Text to read
⁂
The Fourier series of a function can be expressed in terms of either sine or cosine components, depending on the symmetry of the function. Let's compute the sine Fourier series and cosine Fourier series for $f(x) = x$ in the interval $0 < x < \pi$.

1. Sine Fourier Series of $f(x) = x$

Since $f(x) = x$ is an odd function with respect to $x = \pi/2$ in the interval $0 < x < \pi$, we can express it as a sine series. The sine Fourier series is given by:

$f(x) = \sum_{n=1}^{\infty} b_n \sin(nx)$

where the coefficients $b_n$ are computed as:

$b_n = \frac{2}{\pi} \int_0^{\pi} x \sin(nx) \, dx$

Let's calculate $b_n$:

1. Use integration by parts: $I = \int_0^{\pi} x \sin(nx) \, dx$

   Let $u = x$ and $dv = \sin(nx) \, dx$, so that $du = dx$ and $v = -\frac{1}{n} \cos(nx)$.
⁂
To-do list
a) Return everything in the Fourier series text from "The Fourier series" down to "interval $0 < x < \pi$.".
b) Answer these from the Fourier series text:
(i) In what interval is $f(x) = x$ considered?
(ii) What factor multiplies the integral in the formula for $b_n$?
(iii) In the integration by parts, what are $u$ and $v$?
⁂
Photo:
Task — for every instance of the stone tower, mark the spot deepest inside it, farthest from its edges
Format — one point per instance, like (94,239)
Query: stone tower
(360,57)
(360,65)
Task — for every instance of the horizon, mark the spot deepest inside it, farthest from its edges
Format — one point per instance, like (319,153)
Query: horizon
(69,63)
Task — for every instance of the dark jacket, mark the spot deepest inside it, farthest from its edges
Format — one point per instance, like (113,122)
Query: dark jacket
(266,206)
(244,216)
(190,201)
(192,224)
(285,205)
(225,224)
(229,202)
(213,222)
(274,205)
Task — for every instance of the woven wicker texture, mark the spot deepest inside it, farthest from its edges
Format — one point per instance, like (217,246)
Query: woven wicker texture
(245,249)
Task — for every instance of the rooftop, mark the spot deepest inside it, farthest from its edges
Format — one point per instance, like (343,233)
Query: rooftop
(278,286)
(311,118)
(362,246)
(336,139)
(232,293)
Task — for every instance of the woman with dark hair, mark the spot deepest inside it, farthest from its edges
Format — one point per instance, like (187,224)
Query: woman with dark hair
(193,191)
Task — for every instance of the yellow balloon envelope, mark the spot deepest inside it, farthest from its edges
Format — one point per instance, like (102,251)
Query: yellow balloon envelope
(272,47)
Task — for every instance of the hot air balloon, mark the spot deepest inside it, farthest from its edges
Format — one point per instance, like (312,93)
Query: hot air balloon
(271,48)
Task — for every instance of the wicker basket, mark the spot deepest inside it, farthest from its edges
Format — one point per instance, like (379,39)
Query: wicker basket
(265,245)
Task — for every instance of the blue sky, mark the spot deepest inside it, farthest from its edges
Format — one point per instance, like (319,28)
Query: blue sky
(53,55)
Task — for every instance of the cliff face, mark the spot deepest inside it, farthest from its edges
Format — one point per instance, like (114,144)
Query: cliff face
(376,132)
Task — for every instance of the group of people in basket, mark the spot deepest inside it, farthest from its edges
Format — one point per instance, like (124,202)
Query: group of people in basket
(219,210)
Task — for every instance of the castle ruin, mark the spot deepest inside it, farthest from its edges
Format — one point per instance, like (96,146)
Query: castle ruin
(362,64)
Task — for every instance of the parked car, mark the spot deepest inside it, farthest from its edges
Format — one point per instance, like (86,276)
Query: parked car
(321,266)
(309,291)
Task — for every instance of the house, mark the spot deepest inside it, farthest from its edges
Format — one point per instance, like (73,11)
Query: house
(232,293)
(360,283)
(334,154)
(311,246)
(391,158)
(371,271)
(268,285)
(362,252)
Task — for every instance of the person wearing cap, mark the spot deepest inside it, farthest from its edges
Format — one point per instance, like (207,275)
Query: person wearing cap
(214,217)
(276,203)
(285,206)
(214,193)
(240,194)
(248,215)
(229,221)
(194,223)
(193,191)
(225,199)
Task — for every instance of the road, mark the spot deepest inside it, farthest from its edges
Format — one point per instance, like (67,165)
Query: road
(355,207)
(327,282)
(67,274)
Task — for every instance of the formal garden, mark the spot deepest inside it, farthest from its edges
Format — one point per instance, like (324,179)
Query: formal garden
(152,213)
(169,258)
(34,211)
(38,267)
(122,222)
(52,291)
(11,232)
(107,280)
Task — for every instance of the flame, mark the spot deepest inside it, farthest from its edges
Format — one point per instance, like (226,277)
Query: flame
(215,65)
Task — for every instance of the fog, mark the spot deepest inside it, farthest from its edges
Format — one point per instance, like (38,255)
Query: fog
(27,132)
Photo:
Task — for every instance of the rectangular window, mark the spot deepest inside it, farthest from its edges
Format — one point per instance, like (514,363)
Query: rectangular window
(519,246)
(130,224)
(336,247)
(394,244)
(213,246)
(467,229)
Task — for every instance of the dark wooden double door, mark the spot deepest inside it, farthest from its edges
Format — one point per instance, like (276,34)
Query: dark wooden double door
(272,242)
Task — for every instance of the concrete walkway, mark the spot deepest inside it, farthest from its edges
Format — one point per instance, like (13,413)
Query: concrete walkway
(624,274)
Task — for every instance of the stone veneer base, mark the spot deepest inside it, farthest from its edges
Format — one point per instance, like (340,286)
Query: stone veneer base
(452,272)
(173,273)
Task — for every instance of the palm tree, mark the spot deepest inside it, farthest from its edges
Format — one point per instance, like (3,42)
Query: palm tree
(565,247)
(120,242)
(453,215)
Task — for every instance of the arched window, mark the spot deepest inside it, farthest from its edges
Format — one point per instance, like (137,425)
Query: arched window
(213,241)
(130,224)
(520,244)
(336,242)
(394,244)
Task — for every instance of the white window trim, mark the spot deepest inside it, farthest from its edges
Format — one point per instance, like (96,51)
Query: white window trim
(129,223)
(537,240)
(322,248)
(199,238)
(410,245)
⁂
Exercise solutions
a)
The Fourier series of a function can be expressed in terms of either sine or cosine components, depending on the symmetry of the function. Let's compute the sine Fourier series and cosine Fourier series for $f(x) = x$ in the interval $0 < x < \pi$.

b)
(i) $0 < x < \pi$
(ii) $\frac{2}{\pi}$
(iii) $u = x$ and $v = -\frac{1}{n} \cos(nx)$